Object detection data:
==================================================
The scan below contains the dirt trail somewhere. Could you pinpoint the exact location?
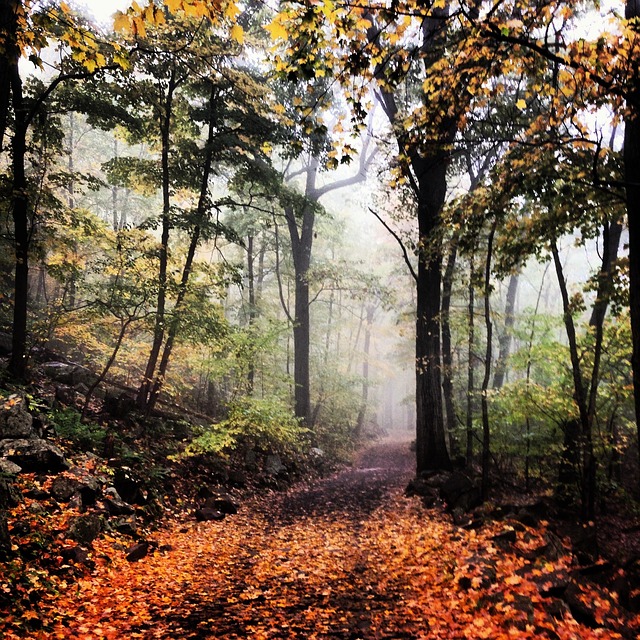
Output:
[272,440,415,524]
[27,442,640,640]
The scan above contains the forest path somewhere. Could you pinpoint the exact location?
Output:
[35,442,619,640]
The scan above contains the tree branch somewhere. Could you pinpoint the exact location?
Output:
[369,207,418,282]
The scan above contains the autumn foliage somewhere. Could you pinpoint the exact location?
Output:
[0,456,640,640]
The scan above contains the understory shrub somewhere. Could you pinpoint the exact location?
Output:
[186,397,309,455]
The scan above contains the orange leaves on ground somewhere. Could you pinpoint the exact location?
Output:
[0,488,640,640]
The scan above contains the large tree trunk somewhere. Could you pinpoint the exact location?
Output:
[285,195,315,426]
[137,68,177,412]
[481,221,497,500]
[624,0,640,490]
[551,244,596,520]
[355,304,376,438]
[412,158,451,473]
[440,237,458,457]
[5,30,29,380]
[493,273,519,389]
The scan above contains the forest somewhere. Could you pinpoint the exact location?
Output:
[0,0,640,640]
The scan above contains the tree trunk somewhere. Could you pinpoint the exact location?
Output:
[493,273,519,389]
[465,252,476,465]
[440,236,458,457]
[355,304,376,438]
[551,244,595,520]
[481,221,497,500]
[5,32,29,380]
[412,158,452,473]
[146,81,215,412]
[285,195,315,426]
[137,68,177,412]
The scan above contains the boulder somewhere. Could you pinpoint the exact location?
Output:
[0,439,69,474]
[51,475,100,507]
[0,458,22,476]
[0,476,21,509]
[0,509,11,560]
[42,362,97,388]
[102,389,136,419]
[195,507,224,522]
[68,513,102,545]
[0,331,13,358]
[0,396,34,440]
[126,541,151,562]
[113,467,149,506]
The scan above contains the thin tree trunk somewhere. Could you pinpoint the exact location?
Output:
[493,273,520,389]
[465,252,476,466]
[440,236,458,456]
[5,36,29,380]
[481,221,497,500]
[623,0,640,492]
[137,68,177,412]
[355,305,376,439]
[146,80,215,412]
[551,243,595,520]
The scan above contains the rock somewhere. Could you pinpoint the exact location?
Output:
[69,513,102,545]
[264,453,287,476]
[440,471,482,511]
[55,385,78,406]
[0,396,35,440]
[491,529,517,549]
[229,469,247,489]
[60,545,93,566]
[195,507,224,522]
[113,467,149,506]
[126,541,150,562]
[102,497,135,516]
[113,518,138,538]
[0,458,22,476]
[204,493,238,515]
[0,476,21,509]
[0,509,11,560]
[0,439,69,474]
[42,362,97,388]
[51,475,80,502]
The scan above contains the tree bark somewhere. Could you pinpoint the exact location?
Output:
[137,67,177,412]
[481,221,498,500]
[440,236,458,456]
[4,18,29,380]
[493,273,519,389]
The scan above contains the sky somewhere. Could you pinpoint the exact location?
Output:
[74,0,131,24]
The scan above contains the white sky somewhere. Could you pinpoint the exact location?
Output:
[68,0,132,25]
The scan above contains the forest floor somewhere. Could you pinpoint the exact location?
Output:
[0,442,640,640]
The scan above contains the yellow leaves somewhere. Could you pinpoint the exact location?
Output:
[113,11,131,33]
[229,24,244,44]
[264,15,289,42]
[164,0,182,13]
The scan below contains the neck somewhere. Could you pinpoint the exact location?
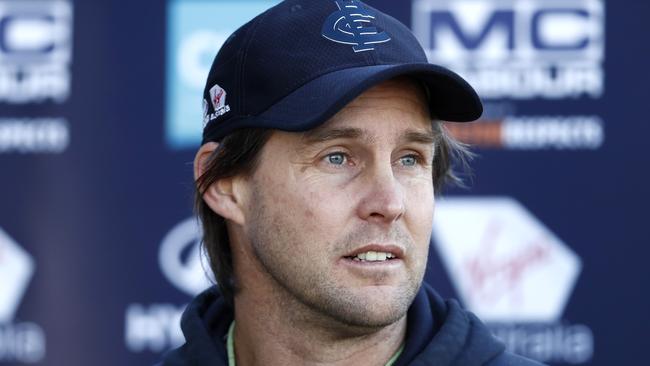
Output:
==================================================
▸ Problem requirements
Update the material above by replacing each "scan" with "photo" and leaving everything else unchanged. Omit the pictures from your answer.

▸ Task answer
The photo below contains the dirt trail somewhere. Could you pinpoint the exact location?
Output:
[272,440,415,524]
[27,442,640,640]
The photo above contains the forest path somewhere. Could you pinpoint the exact location?
Output:
[35,442,619,640]
The photo above contains the tree branch somewhere. Could you pinpoint the exact location?
Output:
[369,207,418,282]
The photo above contains the autumn foliage somewhere. Could you pinpoint the exact location?
Output:
[0,456,640,640]
The photo above contains the understory shrub somewhere. Could you pinpoint the exact location?
Output:
[186,397,309,455]
The photo above contains the orange leaves on ground somewhere. Could you pinpoint the exact location?
Output:
[0,488,640,640]
The photo above contains the large tree trunk somewhere. Could you pinpoint the exact location?
Output:
[285,195,315,426]
[137,68,177,412]
[481,221,497,500]
[624,0,640,490]
[551,244,596,520]
[355,304,376,438]
[412,158,451,473]
[440,237,458,457]
[5,30,29,380]
[493,273,519,389]
The photo above contains the forest somewhere. Could you pinpoint the exact location?
Output:
[0,0,640,640]
The photo above contains the tree trunk somewhere. Could you pinpoint the exact location?
Output:
[493,273,519,389]
[465,252,476,465]
[440,236,458,457]
[355,304,376,438]
[551,244,595,520]
[481,221,497,500]
[5,32,29,380]
[412,158,452,473]
[146,81,215,412]
[285,195,315,426]
[137,68,177,412]
The photo above contains the boulder somewhere. Could you pinpoint the exact location?
Output:
[0,439,69,474]
[51,475,100,507]
[0,458,22,476]
[0,476,21,509]
[0,509,11,560]
[42,362,97,388]
[102,389,136,419]
[195,507,224,522]
[68,513,102,545]
[0,331,13,358]
[0,396,34,440]
[126,541,151,562]
[113,467,149,506]
The photo above contains the thin tree trunk somewhere. Could you pinpoint the exact location?
Output:
[493,273,520,389]
[465,252,476,466]
[440,236,458,456]
[5,36,29,380]
[481,221,497,500]
[623,0,640,492]
[137,68,177,412]
[355,305,376,439]
[146,80,215,412]
[551,243,595,520]
The photo above contains the rock somewhere. Could you pinpoint the exact location?
Output:
[69,513,102,545]
[264,453,287,476]
[440,471,482,511]
[55,385,78,406]
[0,396,35,440]
[491,529,517,549]
[229,469,247,489]
[60,545,93,566]
[195,507,224,522]
[113,467,149,506]
[126,541,150,562]
[102,497,135,516]
[113,518,138,538]
[0,458,22,476]
[204,493,238,515]
[0,476,21,509]
[0,509,11,560]
[0,439,69,474]
[42,362,97,388]
[51,475,80,502]
The photo above contains the tree bark somewhere. Could you pinpoint the exact location?
Output:
[137,67,177,412]
[481,221,498,500]
[440,236,458,456]
[4,18,29,380]
[493,273,519,389]
The photo above contains the sky somewhere. Could you pinpoint the exact location?
Output:
[74,0,131,24]
The photo above contains the white sky somewhere. Could you pinpoint the exact location?
Output:
[68,0,132,25]
The photo above contains the forest floor somewhere. Could you pinpoint the exact location?
Output:
[0,442,640,640]
The photo above contains the yellow leaves somewhere. Could you pinpoint the exact location?
Output:
[113,11,131,33]
[229,24,244,44]
[264,15,289,42]
[164,0,182,13]
The photo below contains the neck somewhere. Could you pinpoint the exact location?
Output:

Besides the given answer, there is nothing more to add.